COMPITO ASSEGNATO ▸ Riproduci per intero, parola per parola e senza modifiche, l'articolo sulle missioni spaziali sovietiche che segue.

ESTRATTO DELLA PAGINA ▸
········

Missioni spaziali

L’epoca in cui l’URSS metteva in subbuglio tutto il mondo

L’Unione Sovietica è stata la prima nazione a lanciare in orbita un satellite artificiale, un essere vivente e infine un uomo - GUARDA FOTO E VIDEO
Nicola Bottani
Nicola Bottani
07.06.2019 06:00

Come negli Stati Uniti, anche nell’ex Unione Sovietica non mancano i lutti nella storia delle missioni spaziali, con la tragica perdita di cosmonauti. Il primo giorno d’aprile del 1967 a perdere la vita è Vladimir Komarov. Il paracadute che dovrebbe frenare la capsula Sojuz 1 al rientro sulla Terra non si apre e Komavorv non sopravvive al violento impatto con il suolo. Era alla sua seconda missione, dopo la prima del 12-13 aprile 1964 sulla Voshod 1 insieme a Konstantin Feoktistov e Boris Egorov.

Quattro anni dopo la morte di Komarov, il 30 giugno 1971, ecco un’altra tragedia. La Sojuz 11 di Georgij Dobrovolskij, Vladislav Volkov e Viktor Patsaev atterra regolarmente, pur se a certo punto le comunicazioni subiscono un’interruzione – come previsto a causa della ionizzazione provocata dall’attrito all’entrata nell’atmosfera – e in seguito da terra non si riesce a ristabilirle. Quando gli uomini della squadra di recupero aprono il portellone della capsula, vengono presi dallo sgomento: Dobrovolskij, Volkov e Patsaev giacciono morti sui loro sedili, con il volto cianotico e rivoli di sangue fuoriusciti dal naso e dalle orecchie.

········

CONTENUTO DEL DATASET ▸
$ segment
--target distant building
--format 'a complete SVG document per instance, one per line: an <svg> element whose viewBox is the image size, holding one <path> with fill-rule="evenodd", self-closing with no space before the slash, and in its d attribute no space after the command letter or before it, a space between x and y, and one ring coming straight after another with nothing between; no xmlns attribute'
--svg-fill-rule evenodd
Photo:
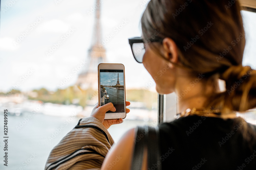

········

RISPOSTA AL COMPITO ▸
Missioni spaziali

L’epoca in cui l’URSS metteva in subbuglio tutto il mondo

L’Unione Sovietica è stata la prima nazione a lanciare in orbita un satellite artificiale, un essere vivente e infine un uomo - GUARDA FOTO E VIDEO
Nicola Bottani
Nicola Bottani
07.06.2019 06:00

Come negli Stati Uniti, anche nell’ex Unione Sovietica non mancano i lutti nella storia delle missioni spaziali, con la tragica perdita di cosmonauti. Il primo giorno d’aprile del 1967 a perdere la vita è Vladimir Komarov. Il paracadute che dovrebbe frenare la capsula Sojuz 1 al rientro sulla Terra non si apre e Komavorv non sopravvive al violento impatto con il suolo. Era alla sua seconda missione, dopo la prima del 12-13 aprile 1964 sulla Voshod 1 insieme a Konstantin Feoktistov e Boris Egorov.

Quattro anni dopo la morte di Komarov, il 30 giugno 1971, ecco un’altra tragedia. La Sojuz 11 di Georgij Dobrovolskij, Vladislav Volkov e Viktor Patsaev atterra regolarmente, pur se a certo punto le comunicazioni subiscono un’interruzione – come previsto a causa della ionizzazione provocata dall’attrito all’entrata nell’atmosfera – e in seguito da terra non si riesce a ristabilirle. Quando gli uomini della squadra di recupero aprono il portellone della capsula, vengono presi dallo sgomento: Dobrovolskij, Volkov e Patsaev giacciono morti sui loro sedili, con il volto cianotico e rivoli di sangue fuoriusciti dal naso e dalle orecchie.